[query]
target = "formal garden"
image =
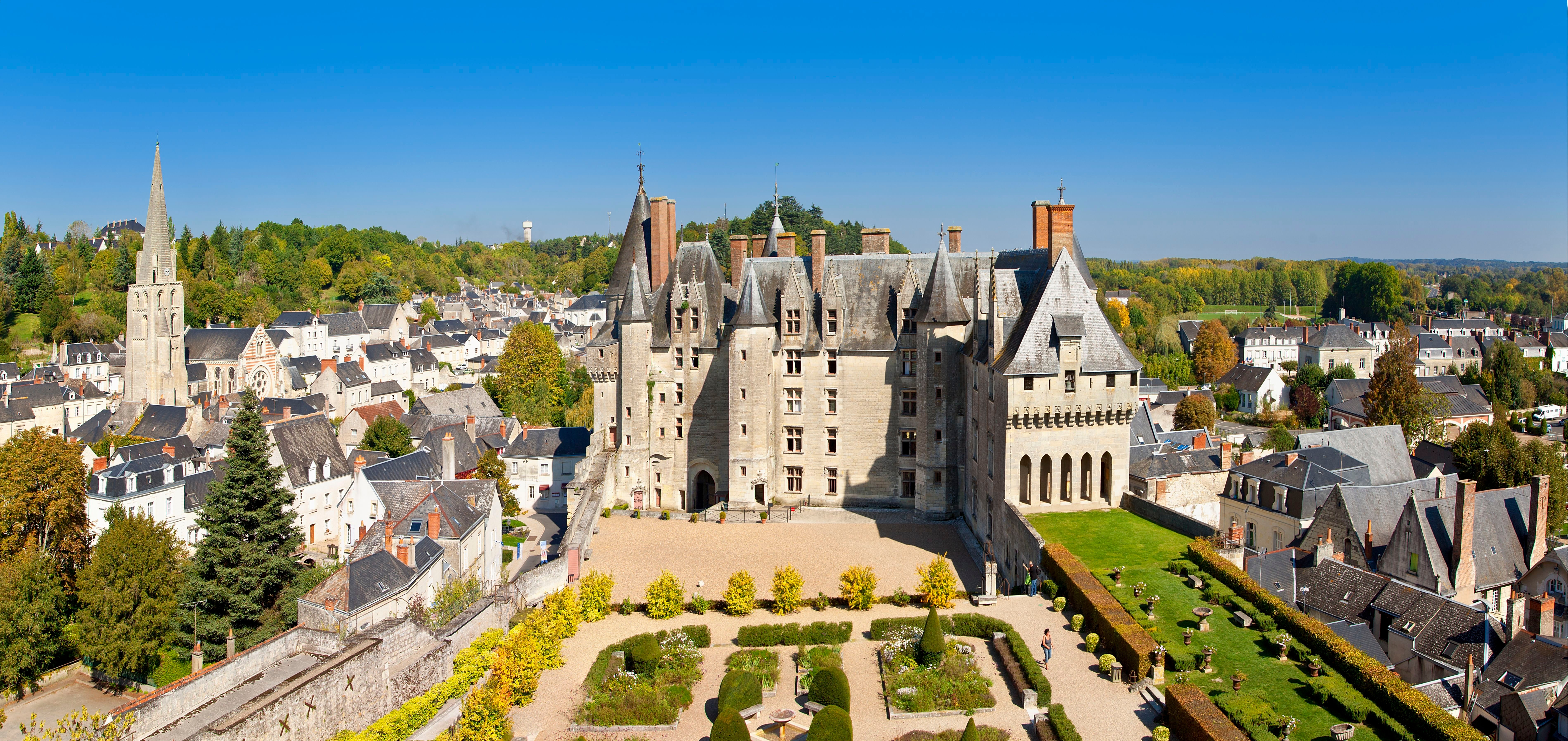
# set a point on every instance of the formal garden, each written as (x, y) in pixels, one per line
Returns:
(1147, 569)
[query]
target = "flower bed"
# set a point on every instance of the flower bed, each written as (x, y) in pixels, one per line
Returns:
(1382, 687)
(953, 685)
(650, 690)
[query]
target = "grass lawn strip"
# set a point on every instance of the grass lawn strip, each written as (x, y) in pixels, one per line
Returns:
(1108, 539)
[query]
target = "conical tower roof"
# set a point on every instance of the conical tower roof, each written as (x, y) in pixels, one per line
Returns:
(636, 250)
(634, 303)
(752, 309)
(940, 301)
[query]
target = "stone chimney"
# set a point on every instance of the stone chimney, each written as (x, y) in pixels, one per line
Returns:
(786, 243)
(738, 258)
(876, 242)
(1465, 544)
(819, 258)
(449, 458)
(1541, 491)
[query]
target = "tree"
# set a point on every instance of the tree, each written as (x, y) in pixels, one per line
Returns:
(1214, 353)
(43, 500)
(493, 469)
(390, 436)
(129, 593)
(244, 562)
(1393, 392)
(32, 619)
(1195, 411)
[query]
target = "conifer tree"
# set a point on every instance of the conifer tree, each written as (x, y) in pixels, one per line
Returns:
(244, 562)
(129, 593)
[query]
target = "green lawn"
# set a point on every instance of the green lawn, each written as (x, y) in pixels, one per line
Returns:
(1108, 539)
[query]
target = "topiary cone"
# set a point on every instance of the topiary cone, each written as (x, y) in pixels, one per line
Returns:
(932, 643)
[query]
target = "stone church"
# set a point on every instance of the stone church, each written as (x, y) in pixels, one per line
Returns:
(946, 383)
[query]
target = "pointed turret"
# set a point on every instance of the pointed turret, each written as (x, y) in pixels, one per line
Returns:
(634, 253)
(634, 303)
(752, 309)
(940, 301)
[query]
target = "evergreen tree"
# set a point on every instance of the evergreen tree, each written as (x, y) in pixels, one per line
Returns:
(244, 562)
(493, 467)
(32, 619)
(129, 593)
(388, 436)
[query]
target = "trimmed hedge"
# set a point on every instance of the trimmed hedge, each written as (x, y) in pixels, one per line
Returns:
(792, 634)
(1384, 688)
(1117, 629)
(1192, 717)
(1061, 724)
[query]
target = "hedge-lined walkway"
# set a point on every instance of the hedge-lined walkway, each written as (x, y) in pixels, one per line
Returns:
(1100, 707)
(1145, 549)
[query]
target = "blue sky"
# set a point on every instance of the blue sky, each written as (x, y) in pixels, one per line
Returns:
(1257, 129)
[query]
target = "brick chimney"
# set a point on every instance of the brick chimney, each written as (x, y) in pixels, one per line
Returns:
(449, 458)
(1541, 491)
(738, 258)
(819, 258)
(876, 242)
(786, 243)
(1465, 544)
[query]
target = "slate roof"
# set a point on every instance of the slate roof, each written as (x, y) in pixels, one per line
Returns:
(463, 402)
(1380, 447)
(217, 344)
(159, 422)
(308, 441)
(549, 442)
(1337, 336)
(1247, 378)
(1536, 660)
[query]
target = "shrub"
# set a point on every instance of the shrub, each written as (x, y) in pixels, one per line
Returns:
(1061, 724)
(858, 587)
(786, 590)
(1119, 632)
(741, 599)
(832, 724)
(830, 687)
(596, 594)
(664, 598)
(1194, 717)
(739, 691)
(1384, 688)
(730, 728)
(932, 643)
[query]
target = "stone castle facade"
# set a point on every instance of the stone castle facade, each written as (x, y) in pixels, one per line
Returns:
(156, 312)
(948, 383)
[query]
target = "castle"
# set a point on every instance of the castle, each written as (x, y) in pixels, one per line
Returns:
(949, 383)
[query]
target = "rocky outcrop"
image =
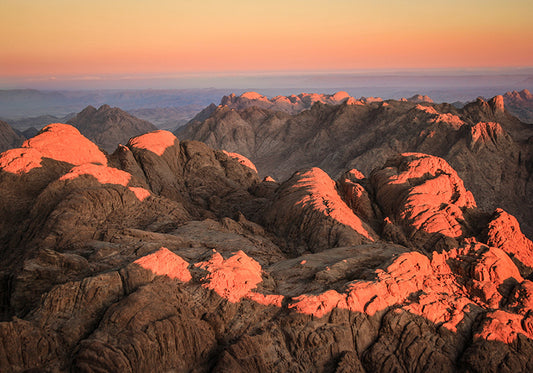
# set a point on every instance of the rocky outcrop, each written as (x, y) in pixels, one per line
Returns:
(290, 104)
(424, 195)
(520, 104)
(168, 255)
(8, 137)
(482, 138)
(108, 126)
(308, 211)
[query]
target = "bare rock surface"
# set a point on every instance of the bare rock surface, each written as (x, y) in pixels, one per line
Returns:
(491, 150)
(170, 256)
(108, 126)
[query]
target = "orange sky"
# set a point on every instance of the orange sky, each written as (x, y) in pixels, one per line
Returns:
(66, 37)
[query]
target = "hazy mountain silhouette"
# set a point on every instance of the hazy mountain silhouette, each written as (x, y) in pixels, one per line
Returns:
(170, 255)
(108, 126)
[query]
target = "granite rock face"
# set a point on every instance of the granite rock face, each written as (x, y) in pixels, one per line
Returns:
(491, 150)
(168, 255)
(108, 126)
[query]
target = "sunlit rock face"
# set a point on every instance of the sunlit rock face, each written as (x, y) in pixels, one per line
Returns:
(108, 126)
(168, 255)
(489, 148)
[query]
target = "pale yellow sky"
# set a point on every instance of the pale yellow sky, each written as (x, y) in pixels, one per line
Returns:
(61, 37)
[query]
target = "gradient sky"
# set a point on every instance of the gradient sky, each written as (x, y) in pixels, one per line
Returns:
(69, 37)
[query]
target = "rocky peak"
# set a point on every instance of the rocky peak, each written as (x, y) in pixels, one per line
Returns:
(108, 126)
(497, 105)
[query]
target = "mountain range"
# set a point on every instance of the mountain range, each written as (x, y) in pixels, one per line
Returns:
(491, 149)
(169, 255)
(108, 126)
(394, 239)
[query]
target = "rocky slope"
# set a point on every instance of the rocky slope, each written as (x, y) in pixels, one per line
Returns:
(520, 104)
(8, 137)
(168, 255)
(294, 104)
(108, 126)
(491, 150)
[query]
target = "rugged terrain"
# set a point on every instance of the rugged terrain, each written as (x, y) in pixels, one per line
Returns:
(520, 104)
(491, 150)
(9, 138)
(168, 255)
(108, 126)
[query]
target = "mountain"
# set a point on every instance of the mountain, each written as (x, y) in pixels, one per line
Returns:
(290, 104)
(491, 150)
(108, 126)
(520, 104)
(168, 255)
(8, 137)
(167, 117)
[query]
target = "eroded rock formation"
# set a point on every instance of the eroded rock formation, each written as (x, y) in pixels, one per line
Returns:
(170, 256)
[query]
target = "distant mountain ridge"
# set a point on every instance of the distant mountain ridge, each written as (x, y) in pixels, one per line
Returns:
(108, 126)
(294, 104)
(9, 138)
(490, 148)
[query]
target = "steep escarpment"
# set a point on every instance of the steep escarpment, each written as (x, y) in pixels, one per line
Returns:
(108, 126)
(490, 149)
(169, 255)
(8, 137)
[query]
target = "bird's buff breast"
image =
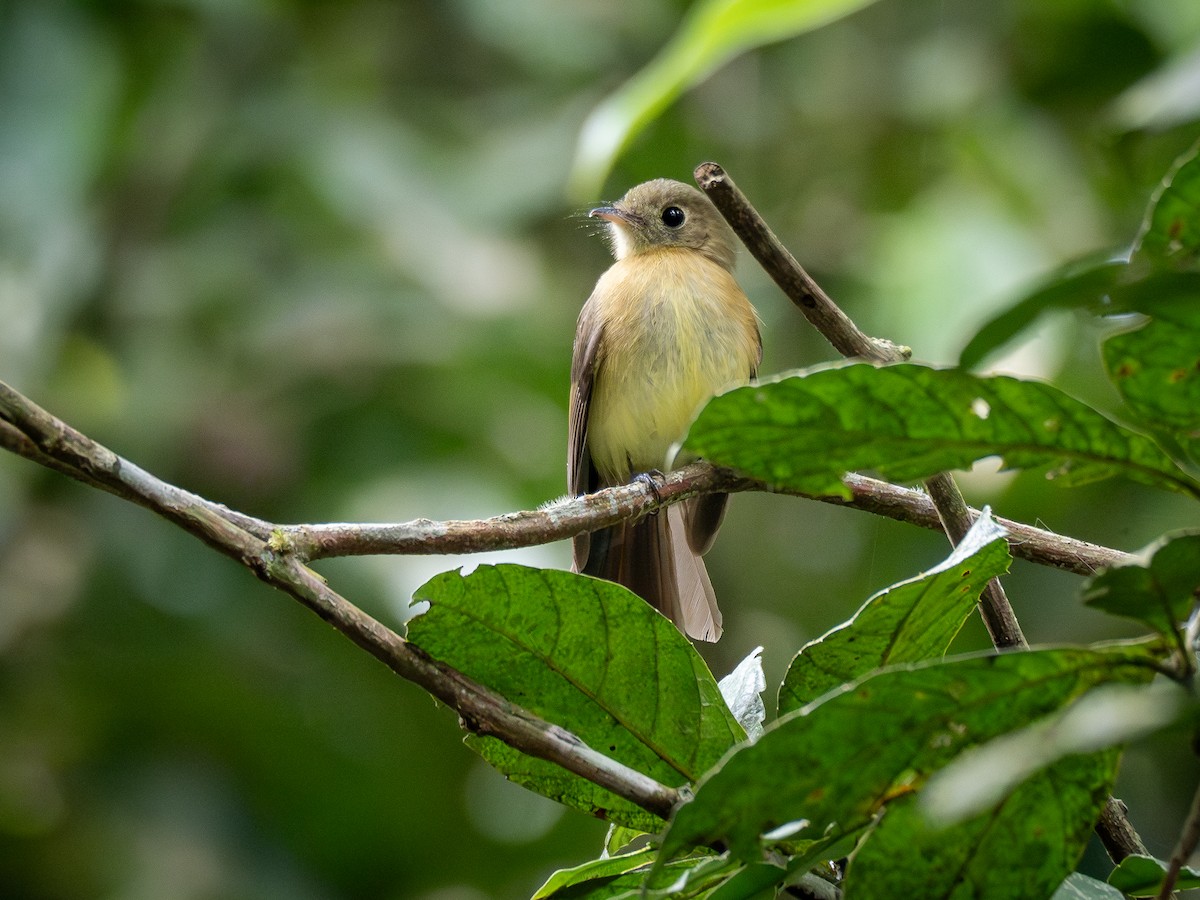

----------------------------------------

● Instructions to follow: Locate every line above that contains the word "terrain" and copy each one in full.

● Response to this task:
target = "rugged terrain"
# set a point on every instance of the rugged terrain, each written as (x, y) in pixels, one per line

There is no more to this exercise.